Aim: Please copy every one of the lines below without changing anything.
** START Data supplied **
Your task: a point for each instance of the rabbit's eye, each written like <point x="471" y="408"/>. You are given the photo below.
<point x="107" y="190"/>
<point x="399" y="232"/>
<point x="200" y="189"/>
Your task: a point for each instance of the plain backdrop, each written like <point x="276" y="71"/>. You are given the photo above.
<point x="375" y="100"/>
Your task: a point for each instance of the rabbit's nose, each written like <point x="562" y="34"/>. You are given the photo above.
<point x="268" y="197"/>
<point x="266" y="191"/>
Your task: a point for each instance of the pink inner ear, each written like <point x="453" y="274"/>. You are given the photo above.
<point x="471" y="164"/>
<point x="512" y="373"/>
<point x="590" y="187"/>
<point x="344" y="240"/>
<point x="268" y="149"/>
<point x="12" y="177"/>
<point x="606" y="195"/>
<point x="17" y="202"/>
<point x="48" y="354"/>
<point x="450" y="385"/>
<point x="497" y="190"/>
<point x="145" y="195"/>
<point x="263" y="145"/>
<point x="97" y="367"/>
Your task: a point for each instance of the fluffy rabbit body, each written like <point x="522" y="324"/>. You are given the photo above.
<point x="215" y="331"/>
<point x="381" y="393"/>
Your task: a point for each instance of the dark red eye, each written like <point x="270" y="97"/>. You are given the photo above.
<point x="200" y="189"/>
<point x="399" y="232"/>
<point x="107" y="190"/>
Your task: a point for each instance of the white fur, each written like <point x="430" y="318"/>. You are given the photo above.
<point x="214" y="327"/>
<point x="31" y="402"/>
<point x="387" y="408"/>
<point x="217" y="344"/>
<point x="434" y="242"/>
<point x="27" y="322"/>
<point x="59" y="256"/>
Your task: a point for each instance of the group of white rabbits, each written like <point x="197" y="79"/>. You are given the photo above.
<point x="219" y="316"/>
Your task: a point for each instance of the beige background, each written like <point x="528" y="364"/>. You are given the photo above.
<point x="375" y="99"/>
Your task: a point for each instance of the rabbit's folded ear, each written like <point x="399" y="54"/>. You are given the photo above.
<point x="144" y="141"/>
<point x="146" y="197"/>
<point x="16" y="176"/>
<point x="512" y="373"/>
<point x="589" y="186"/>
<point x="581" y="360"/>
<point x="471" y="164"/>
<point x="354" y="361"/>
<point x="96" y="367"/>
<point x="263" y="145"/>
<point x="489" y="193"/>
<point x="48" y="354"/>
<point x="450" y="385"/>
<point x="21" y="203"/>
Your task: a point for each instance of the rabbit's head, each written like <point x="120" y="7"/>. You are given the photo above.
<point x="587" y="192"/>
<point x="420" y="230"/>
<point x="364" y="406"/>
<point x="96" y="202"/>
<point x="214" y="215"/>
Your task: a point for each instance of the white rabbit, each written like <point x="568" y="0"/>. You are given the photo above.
** END Data supplied **
Written response:
Your task: a point for each instance of the rabbit's eye, each written like <point x="471" y="408"/>. You are given the photo below.
<point x="107" y="190"/>
<point x="399" y="232"/>
<point x="200" y="189"/>
Your task: a point for each instance of the plain backdrop, each written like <point x="276" y="71"/>. You are given the photo above.
<point x="375" y="100"/>
Your task: a point for each instance of the rabbit's nose, each written like <point x="562" y="34"/>. You are given the photo above.
<point x="268" y="197"/>
<point x="266" y="191"/>
Your task: a point for each instance of the pink inner ear, each written like <point x="453" y="274"/>. You are given the photo above.
<point x="471" y="164"/>
<point x="512" y="373"/>
<point x="590" y="187"/>
<point x="344" y="240"/>
<point x="268" y="149"/>
<point x="12" y="177"/>
<point x="606" y="195"/>
<point x="17" y="202"/>
<point x="48" y="354"/>
<point x="450" y="385"/>
<point x="497" y="190"/>
<point x="145" y="195"/>
<point x="263" y="145"/>
<point x="97" y="367"/>
Your task: a point for each instance of the fluffy rabbit body, each written like <point x="522" y="324"/>. You are given the photo above.
<point x="215" y="331"/>
<point x="381" y="393"/>
Your task: a point for each instance of the dark red eye, each written like <point x="270" y="97"/>. You are given the photo above.
<point x="200" y="189"/>
<point x="399" y="232"/>
<point x="107" y="190"/>
Your task: a point for each instance of the white fur, each written like <point x="430" y="318"/>. You are given the photo above.
<point x="214" y="327"/>
<point x="31" y="402"/>
<point x="387" y="408"/>
<point x="217" y="344"/>
<point x="434" y="242"/>
<point x="27" y="322"/>
<point x="59" y="256"/>
Your task: a point for each instance of the group of white rabbits, each written like <point x="197" y="79"/>. You are given the photo above.
<point x="219" y="316"/>
Your task: a point for each instance of the beige background, each written like <point x="528" y="364"/>. You are given the photo above.
<point x="375" y="99"/>
Your task: a point for each instance of the rabbit's folded ear, each written like <point x="399" y="54"/>. You are given the photo above.
<point x="144" y="141"/>
<point x="146" y="197"/>
<point x="16" y="176"/>
<point x="512" y="373"/>
<point x="589" y="186"/>
<point x="581" y="360"/>
<point x="471" y="164"/>
<point x="354" y="361"/>
<point x="96" y="367"/>
<point x="263" y="145"/>
<point x="489" y="193"/>
<point x="48" y="354"/>
<point x="450" y="385"/>
<point x="21" y="203"/>
Your task: a point for each instance of the rabbit's head, each written like <point x="120" y="7"/>. You are given the photo above.
<point x="587" y="192"/>
<point x="420" y="230"/>
<point x="364" y="406"/>
<point x="96" y="202"/>
<point x="214" y="215"/>
Your task: a point for each instance of the white rabbit, each written like <point x="568" y="0"/>. You are given the photo above.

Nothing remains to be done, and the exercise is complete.